Exercises to complete ->
A: Rewrite everything from "Pursuant to the terms" down to "day on Wednesday)." in the tender offer text, replacing "Purchaser" with "Bidder".
B: Answer these questions using the tender offer text:
(i) What purchase price per share does the tender offer set?
(ii) Under which state's law may shareholders properly exercise dissenters' rights?
(iii) Which body unanimously recommends that shareholders accept the tender offer?

Text provided ->
————
Pursuant to the terms of the merger agreement, Purchaser has commenced a tender offer today to purchase all of the outstanding shares of the Company’s common stock at a purchase price of $18.75 per share in cash. Unless extended, the tender offer is scheduled to expire at 12:00 midnight, New York City time, on Wednesday, June 8, 2011 (the end of the day on Wednesday).
If the tender offer is successful (which would involve Purchaser obtaining ownership of a majority of the Company’s outstanding common stock on a fully diluted basis), the tender offer will be followed by the merger of Purchaser into the Company, subject to the terms and conditions set forth in the merger agreement. In the merger, the shares of the Company’s common stock that were not acquired in the tender offer (other than shares held by shareholders who properly exercise dissenters’ rights under Minnesota law) will be converted into the right to receive the same price per share in cash paid in the tender offer (without interest and subject to applicable withholding taxes).
The Company’s Board of Directors unanimously recommends that the Company’s shareholders: (i) accept Purchaser’s tender offer, (ii) tender their shares to Purchaser pursuant to the tender offer, and (iii) to the extent required to consummate the merger, approve the merger and adopt the plan of merger included in the merger agreement.
————
[Object position labeling entries]

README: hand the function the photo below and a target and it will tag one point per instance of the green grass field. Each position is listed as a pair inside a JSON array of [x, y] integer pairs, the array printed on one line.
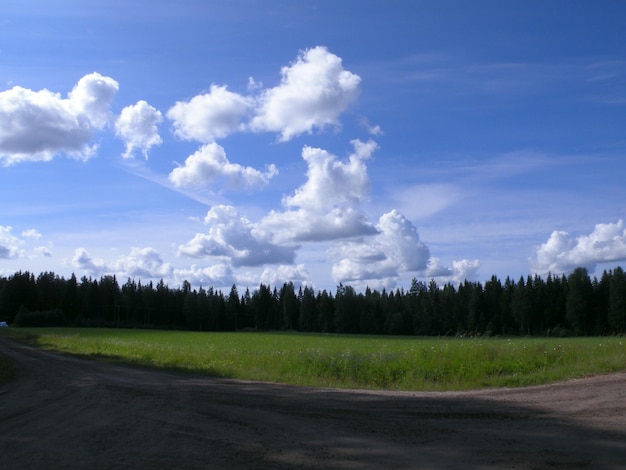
[[369, 362]]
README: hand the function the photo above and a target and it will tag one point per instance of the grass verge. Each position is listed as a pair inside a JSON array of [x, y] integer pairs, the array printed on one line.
[[368, 362]]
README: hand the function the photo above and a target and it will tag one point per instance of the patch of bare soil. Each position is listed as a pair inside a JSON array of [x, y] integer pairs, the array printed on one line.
[[66, 412]]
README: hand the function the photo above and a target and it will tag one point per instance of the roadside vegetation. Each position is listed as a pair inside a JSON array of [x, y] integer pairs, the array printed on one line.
[[344, 361]]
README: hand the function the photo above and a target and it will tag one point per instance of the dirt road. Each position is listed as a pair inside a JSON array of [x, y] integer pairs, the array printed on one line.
[[65, 412]]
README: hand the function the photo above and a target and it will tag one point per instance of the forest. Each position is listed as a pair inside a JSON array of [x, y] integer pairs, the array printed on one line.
[[572, 305]]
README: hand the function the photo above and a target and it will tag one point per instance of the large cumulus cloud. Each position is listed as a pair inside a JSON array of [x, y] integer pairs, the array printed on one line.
[[37, 125], [561, 253], [234, 239], [326, 206], [313, 92], [137, 126], [210, 164]]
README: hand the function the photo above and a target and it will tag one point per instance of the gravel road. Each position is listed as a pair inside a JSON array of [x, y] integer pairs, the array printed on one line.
[[67, 412]]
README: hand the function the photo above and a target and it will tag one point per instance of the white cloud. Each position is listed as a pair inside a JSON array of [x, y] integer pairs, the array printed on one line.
[[31, 233], [83, 260], [313, 92], [137, 126], [279, 275], [396, 249], [210, 116], [37, 125], [209, 163], [327, 202], [9, 244], [216, 275], [141, 262], [42, 251], [561, 253], [460, 271], [233, 238]]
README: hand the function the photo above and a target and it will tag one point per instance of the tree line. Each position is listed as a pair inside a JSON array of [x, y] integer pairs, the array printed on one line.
[[557, 305]]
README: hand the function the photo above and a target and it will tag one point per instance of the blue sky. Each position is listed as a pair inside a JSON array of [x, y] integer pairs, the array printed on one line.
[[362, 142]]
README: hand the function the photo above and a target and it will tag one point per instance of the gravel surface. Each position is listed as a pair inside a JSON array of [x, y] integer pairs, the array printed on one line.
[[66, 412]]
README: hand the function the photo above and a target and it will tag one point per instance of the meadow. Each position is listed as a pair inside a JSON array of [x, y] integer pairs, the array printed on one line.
[[344, 361]]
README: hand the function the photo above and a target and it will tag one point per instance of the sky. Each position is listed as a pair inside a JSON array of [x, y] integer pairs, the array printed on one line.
[[322, 142]]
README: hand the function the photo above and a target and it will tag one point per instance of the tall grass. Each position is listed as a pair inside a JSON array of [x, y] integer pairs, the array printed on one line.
[[370, 362]]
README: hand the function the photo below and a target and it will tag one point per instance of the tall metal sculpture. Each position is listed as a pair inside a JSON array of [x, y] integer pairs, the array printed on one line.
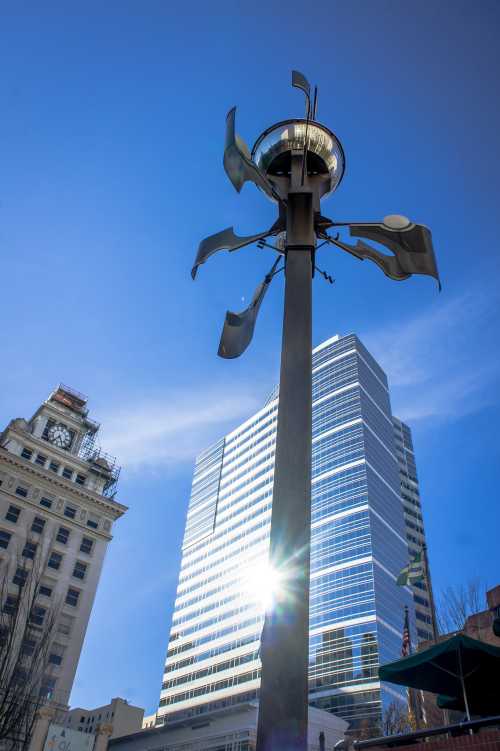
[[296, 163]]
————
Answers to the exercise ->
A:
Pursuant to the terms of the merger agreement, Bidder has commenced a tender offer today to purchase all of the outstanding shares of the Company’s common stock at a purchase price of $18.75 per share in cash. Unless extended, the tender offer is scheduled to expire at 12:00 midnight, New York City time, on Wednesday, June 8, 2011 (the end of the day on Wednesday).

B:
(i) $18.75 per share in cash.
(ii) Minnesota.
(iii) The Company's Board of Directors.